→ WRITTEN INSTRUCTION
Output the stretch of the passage on iPhone battery performance controls from "In December 2017, the" through "of newer models.", reproducing it word for word.

→ GIVEN PASSAGE
* BEGIN *

In December 2017, the developers of the benchmarking tool Geekbench issued a report which showed a pattern of performance degradation on iPhone 6 models upgraded past 10.2.1, and iPhone 7 models upgraded past iOS 11.2. There had been anecdotal evidence in the past that Apple had intentionally degraded the performance of older iPhone models on newer versions of iOS as a form of planned obsolescence, to encourage sales of newer models.

In response to these reports, Apple issued a statement to CNET, confirming that it had implemented software performance controls based on battery health on older iPhone devices, in order to preserve system stability and prevent unexpected shutdowns. The company stated that its goal was to "deliver the best experience for customers, which includes overall performance and prolonging the life of their devices", and explained that "lithium-ion batteries become less capable of supplying peak current demands when in cold conditions, have a low battery charge or as they age over time, which can result in the device unexpectedly shutting down to protect its electronic components".

Soon after, Apple issued a formal apology, admitting that it initially believed that the issues were caused by iOS bugs and "normal, temporary" performance decreases following an update, but that "continued chemical aging" of batteries in older iPhone devices was also a factor. Apple stated that replacing the device's battery would restore full performance, and also announced that it would offer a US$50 discount (from $79 to $29) on battery replacements for iPhone 6 and 6S from January through December 2018, and that it would include more prominent battery health information in later versions of iOS. In January 2019, Apple CEO Tim Cook stated in a shareholder letter that over 11 million battery replacements had been made under the discount program. The company stated that it had never, nor would ever "do anything to intentionally shorten the life of any Apple product, or degrade the user experience to drive customer upgrades."

iOS 11.3 added the promised battery health information, and also allows these performance controls to be disabled.

* END *

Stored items
* BEGIN *

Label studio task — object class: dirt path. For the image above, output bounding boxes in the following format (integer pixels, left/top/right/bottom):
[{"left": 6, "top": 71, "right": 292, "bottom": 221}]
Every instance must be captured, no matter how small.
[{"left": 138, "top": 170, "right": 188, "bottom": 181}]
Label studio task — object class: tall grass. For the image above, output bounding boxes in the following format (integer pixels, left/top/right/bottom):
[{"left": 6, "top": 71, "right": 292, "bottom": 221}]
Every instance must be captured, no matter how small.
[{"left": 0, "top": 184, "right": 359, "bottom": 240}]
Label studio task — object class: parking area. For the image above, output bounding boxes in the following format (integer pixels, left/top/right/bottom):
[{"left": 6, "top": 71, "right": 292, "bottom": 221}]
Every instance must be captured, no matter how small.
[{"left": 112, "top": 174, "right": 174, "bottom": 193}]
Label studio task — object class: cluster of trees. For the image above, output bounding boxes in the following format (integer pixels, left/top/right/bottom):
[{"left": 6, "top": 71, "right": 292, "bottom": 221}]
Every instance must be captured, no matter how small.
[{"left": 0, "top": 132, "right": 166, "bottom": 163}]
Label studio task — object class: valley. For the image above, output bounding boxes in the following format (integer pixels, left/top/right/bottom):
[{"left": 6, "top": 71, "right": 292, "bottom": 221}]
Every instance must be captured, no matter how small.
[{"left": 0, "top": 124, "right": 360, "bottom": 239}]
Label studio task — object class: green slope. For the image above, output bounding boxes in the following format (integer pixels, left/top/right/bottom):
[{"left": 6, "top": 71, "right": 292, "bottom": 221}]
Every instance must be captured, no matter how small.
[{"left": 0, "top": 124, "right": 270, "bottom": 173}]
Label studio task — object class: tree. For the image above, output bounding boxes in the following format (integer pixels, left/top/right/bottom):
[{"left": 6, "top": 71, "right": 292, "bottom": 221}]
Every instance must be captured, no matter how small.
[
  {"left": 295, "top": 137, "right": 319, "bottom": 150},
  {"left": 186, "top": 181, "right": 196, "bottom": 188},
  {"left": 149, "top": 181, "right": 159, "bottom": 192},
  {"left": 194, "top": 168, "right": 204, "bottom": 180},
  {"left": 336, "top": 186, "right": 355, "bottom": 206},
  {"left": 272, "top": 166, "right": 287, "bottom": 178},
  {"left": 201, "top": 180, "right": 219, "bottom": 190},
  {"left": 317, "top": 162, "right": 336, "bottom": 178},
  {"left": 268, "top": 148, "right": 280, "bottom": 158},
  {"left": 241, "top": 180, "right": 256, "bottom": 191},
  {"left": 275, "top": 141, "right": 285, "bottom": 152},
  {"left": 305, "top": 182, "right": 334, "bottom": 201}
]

* END *
* BEGIN *

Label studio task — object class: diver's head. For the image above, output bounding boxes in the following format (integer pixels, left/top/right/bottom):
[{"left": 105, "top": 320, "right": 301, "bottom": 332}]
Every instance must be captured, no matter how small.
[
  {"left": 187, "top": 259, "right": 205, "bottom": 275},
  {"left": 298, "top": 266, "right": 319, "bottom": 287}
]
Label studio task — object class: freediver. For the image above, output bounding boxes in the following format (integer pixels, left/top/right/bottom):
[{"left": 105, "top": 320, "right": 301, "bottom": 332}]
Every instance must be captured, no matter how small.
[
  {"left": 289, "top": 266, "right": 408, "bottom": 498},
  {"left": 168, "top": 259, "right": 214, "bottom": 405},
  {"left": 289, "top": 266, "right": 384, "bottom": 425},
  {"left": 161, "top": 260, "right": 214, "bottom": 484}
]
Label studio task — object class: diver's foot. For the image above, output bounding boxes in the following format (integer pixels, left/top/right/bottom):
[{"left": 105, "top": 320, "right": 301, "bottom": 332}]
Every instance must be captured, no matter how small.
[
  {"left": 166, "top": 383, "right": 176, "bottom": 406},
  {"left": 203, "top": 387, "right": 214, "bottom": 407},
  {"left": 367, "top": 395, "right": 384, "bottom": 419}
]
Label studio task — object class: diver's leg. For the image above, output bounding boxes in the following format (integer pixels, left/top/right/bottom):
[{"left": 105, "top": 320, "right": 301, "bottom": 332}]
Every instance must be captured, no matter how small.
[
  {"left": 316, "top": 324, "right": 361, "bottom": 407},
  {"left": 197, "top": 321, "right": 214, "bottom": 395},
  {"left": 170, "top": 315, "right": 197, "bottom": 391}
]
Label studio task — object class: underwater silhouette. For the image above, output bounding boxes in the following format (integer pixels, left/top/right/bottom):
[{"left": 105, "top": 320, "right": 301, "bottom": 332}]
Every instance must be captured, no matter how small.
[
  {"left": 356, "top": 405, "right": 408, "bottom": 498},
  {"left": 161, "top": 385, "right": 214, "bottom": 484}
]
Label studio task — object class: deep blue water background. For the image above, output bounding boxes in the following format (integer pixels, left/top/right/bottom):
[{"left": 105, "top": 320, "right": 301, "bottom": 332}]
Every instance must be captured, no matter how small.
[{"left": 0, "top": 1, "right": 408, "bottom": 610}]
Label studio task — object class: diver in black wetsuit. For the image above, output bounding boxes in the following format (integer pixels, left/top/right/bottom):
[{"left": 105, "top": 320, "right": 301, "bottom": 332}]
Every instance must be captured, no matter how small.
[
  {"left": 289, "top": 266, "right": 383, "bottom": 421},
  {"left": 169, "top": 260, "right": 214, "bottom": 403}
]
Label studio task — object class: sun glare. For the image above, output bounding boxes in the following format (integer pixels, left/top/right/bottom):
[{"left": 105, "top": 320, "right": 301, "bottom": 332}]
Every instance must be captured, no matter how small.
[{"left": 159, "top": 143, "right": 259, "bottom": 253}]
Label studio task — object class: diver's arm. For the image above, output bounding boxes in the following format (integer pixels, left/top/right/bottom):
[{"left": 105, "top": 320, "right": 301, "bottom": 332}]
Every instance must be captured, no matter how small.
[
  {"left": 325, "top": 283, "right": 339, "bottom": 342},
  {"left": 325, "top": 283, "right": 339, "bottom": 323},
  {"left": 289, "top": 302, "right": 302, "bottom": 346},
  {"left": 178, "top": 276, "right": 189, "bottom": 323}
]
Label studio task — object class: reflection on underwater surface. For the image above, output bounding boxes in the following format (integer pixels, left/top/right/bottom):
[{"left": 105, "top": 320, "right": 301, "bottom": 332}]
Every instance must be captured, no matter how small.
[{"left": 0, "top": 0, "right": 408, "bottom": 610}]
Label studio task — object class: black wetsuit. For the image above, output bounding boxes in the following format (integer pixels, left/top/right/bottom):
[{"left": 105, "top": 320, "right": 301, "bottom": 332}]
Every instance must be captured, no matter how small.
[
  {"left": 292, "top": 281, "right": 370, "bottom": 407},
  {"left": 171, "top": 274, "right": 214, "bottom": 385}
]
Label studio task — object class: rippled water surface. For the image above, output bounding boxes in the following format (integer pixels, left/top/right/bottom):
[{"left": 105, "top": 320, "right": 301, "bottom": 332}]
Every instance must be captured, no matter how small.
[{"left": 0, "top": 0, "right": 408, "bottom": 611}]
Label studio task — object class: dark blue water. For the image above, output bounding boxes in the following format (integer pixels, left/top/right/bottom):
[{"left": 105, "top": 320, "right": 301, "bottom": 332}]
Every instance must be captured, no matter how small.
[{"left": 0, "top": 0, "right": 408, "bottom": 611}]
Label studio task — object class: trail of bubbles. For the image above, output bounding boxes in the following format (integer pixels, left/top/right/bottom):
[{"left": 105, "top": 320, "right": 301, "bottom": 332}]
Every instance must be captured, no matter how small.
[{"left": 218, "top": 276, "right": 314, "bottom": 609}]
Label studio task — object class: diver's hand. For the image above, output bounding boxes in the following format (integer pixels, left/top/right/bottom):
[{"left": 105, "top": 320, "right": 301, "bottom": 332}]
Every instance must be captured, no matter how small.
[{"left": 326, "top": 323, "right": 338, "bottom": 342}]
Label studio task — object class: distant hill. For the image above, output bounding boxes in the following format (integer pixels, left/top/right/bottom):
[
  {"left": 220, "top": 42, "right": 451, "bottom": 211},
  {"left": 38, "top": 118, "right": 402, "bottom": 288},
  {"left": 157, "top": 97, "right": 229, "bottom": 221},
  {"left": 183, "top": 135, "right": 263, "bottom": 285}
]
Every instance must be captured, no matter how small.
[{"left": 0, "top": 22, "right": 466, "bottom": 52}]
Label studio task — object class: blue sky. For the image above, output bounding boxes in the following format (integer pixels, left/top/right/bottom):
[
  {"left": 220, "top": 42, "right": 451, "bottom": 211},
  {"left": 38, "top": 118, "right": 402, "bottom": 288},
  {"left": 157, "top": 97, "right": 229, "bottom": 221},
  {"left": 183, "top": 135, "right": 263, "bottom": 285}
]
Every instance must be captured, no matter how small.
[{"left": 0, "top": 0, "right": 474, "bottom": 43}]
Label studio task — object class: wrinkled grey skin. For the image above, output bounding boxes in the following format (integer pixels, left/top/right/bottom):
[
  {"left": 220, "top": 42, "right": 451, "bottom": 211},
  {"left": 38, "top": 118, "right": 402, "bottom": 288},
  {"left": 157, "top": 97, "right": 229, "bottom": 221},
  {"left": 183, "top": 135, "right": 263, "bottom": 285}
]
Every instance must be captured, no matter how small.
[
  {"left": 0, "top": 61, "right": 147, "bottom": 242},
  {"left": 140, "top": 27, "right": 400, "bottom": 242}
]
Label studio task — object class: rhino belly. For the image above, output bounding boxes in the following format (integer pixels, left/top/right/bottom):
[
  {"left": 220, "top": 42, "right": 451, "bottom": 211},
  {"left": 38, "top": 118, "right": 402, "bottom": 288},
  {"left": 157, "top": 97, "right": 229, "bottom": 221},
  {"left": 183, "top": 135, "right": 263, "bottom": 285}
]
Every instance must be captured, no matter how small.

* END *

→ ANSWER TO THE TASK
In December 2017, the developers of the benchmarking tool Geekbench issued a report which showed a pattern of performance degradation on iPhone 6 models upgraded past 10.2.1, and iPhone 7 models upgraded past iOS 11.2. There had been anecdotal evidence in the past that Apple had intentionally degraded the performance of older iPhone models on newer versions of iOS as a form of planned obsolescence, to encourage sales of newer models.